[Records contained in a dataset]
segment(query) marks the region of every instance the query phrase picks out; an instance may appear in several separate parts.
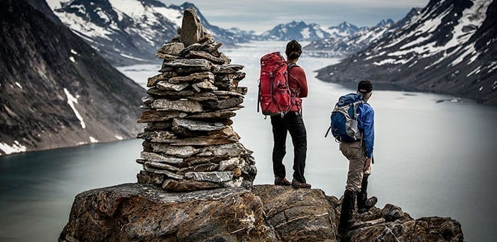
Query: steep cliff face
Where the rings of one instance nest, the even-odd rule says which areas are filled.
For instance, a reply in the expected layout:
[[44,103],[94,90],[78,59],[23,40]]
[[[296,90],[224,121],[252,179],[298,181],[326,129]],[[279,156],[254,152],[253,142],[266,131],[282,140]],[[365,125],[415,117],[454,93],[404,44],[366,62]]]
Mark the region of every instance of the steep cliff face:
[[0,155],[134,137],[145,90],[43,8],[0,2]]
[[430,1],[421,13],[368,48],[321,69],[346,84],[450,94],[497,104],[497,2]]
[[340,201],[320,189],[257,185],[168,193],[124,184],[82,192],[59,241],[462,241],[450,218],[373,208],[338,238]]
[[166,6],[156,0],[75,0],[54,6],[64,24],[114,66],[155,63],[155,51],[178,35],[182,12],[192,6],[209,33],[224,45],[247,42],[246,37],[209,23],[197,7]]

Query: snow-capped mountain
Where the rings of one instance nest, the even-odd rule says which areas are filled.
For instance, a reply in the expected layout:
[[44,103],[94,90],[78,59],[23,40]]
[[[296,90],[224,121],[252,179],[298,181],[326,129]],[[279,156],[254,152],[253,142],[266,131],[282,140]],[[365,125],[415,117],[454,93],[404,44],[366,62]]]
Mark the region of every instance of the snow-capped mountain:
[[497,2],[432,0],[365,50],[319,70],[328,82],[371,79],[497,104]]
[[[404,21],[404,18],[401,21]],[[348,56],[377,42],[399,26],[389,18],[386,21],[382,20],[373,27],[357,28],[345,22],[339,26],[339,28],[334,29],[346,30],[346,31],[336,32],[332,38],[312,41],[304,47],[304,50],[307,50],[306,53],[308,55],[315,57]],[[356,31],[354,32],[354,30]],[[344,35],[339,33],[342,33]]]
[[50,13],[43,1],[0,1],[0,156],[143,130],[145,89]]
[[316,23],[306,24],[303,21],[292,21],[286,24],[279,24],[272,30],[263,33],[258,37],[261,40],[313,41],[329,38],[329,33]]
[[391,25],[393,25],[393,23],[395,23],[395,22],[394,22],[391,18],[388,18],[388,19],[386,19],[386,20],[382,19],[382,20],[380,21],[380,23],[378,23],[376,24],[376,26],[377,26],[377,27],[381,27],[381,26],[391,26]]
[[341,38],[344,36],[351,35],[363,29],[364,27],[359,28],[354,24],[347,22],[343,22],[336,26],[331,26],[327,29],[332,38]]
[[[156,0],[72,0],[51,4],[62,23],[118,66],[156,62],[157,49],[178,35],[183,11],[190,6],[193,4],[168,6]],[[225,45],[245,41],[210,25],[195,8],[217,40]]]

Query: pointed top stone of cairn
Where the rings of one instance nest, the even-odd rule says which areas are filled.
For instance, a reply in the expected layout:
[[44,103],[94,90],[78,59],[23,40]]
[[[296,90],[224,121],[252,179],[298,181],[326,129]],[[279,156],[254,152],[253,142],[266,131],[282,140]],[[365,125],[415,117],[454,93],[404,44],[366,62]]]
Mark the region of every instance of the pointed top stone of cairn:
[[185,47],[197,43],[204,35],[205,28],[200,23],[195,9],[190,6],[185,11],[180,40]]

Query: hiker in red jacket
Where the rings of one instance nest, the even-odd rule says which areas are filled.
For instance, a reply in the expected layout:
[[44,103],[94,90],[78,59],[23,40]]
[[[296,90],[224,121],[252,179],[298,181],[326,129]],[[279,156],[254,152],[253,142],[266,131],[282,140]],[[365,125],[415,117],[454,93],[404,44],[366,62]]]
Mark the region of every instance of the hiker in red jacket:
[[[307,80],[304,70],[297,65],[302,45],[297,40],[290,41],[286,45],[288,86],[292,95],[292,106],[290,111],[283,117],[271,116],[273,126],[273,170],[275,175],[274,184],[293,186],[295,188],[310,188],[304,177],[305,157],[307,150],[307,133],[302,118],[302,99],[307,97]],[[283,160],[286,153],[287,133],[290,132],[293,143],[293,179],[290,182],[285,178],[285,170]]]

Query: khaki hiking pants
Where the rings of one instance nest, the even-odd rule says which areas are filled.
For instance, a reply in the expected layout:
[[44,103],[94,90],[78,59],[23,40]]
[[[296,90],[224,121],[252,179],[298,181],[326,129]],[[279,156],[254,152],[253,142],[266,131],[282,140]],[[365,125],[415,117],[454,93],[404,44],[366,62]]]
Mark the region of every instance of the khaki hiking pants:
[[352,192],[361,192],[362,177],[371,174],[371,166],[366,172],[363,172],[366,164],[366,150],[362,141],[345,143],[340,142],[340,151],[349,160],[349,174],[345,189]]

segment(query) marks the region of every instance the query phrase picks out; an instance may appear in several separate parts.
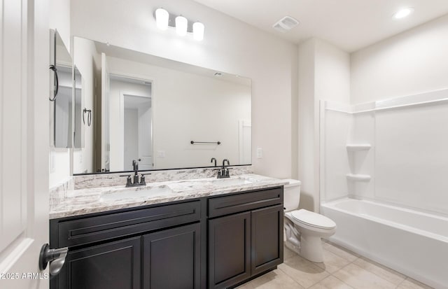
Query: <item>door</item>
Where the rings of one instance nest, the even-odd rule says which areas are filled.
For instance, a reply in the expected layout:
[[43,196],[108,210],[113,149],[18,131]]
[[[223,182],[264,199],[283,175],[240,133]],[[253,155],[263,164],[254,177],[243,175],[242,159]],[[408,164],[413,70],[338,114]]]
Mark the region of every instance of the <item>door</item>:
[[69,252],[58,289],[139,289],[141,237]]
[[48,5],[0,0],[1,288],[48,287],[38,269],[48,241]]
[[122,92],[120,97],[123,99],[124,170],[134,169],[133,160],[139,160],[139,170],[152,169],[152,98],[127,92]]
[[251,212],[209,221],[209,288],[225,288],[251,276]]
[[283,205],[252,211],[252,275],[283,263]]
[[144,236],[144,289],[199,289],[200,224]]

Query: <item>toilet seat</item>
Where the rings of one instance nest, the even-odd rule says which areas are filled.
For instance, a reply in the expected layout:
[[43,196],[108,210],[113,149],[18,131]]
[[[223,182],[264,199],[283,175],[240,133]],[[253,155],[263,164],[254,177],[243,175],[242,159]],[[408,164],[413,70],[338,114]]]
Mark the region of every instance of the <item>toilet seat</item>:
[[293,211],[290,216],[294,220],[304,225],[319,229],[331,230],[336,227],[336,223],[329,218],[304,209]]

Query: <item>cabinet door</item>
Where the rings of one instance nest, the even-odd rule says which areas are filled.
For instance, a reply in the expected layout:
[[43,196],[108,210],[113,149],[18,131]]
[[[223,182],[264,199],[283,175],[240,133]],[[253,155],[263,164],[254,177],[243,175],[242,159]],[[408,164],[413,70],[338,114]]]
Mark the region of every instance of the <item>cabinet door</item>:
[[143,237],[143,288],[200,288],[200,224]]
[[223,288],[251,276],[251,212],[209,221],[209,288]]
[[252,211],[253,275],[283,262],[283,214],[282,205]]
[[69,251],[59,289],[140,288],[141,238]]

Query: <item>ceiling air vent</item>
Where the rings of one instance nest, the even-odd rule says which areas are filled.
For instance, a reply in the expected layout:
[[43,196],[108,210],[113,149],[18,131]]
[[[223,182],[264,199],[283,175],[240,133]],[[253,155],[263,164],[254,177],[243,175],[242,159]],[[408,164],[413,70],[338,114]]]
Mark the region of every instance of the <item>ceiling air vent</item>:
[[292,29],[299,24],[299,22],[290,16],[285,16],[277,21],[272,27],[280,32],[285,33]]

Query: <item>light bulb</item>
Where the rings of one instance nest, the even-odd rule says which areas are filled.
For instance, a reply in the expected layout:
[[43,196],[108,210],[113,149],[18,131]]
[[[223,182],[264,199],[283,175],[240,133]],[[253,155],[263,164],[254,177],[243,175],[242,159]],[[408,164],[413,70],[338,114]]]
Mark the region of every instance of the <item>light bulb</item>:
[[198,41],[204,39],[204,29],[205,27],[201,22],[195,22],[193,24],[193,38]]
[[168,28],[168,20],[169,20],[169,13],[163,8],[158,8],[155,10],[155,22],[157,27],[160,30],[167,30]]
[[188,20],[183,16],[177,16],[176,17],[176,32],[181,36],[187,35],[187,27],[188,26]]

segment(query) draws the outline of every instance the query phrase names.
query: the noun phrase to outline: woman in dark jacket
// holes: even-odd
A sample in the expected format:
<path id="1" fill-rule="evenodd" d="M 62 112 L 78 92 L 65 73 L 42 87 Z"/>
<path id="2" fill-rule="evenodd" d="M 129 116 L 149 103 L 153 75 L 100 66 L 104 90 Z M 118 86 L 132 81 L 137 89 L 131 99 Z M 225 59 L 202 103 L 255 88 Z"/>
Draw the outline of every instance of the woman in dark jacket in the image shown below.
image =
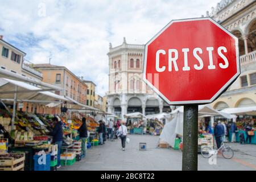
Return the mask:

---

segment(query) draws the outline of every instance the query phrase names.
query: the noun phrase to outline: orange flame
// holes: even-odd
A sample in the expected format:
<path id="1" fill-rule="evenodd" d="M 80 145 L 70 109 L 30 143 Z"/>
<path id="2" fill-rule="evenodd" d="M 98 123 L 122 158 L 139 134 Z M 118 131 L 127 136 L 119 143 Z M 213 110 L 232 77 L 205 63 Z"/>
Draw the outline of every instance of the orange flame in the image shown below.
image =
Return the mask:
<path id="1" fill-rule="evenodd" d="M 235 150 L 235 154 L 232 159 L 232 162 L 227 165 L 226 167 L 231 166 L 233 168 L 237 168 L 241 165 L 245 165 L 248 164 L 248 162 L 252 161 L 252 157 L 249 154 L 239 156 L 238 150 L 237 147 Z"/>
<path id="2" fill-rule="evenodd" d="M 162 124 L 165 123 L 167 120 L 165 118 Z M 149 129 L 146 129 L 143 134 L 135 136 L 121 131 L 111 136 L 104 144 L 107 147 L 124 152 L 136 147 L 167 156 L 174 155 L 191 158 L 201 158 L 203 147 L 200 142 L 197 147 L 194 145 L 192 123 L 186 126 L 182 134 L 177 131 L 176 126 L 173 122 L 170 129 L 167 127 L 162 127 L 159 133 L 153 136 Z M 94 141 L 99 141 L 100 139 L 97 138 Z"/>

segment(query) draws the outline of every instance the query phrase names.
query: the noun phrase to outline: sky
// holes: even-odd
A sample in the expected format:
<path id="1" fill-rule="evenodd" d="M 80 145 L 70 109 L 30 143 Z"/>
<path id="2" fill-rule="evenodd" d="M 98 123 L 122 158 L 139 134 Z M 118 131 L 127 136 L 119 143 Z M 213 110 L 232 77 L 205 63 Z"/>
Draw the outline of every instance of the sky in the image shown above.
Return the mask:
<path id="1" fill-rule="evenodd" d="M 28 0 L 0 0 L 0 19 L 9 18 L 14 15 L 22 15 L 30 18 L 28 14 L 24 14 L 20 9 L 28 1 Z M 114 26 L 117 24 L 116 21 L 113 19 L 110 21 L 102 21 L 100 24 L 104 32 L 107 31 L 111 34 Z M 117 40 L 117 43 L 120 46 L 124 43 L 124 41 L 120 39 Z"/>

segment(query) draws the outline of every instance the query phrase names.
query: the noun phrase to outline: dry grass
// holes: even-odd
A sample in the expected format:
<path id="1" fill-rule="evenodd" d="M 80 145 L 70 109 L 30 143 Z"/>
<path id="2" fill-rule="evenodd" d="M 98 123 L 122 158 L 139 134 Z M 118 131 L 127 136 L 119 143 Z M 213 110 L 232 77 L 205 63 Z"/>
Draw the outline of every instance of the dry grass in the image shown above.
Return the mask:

EXERCISE PROMPT:
Return each line of the listing that contains the string "below", treating uppercase and lowercase letters as different.

TASK RESULT:
Draw the outline of every instance of the woman in dark jacket in the image shown below.
Draw the outline of every instance of the orange flame in the image shown below.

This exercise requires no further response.